» Data pelabelan koordinat:
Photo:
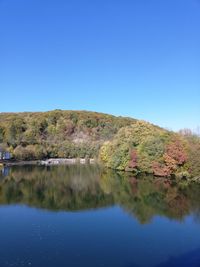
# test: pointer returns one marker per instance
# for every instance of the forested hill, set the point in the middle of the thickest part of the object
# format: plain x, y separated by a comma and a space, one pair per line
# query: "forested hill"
120, 143
58, 133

» Petunjuk Tugas: Tulis lagi semua baris dari seluruh catatan di atas, termasuk permintaan di dalamnya, tetapi kalikan setiap angka koordinat pada jawaban dengan 0,45, lalu bulatkan ke bilangan bulat terdekat (nilai setengah dibulatkan ke atas). Gambar jangan ikut dimasukkan ke jawaban.

» Jawaban Latihan:
Photo:
# test: pointer returns one marker per instance
# for every instance of the forested hill, set the point in the middle of the thickest part of the object
# format: plain x, y separated by a comma and a space, one pair per line
# query: "forested hill"
54, 64
26, 60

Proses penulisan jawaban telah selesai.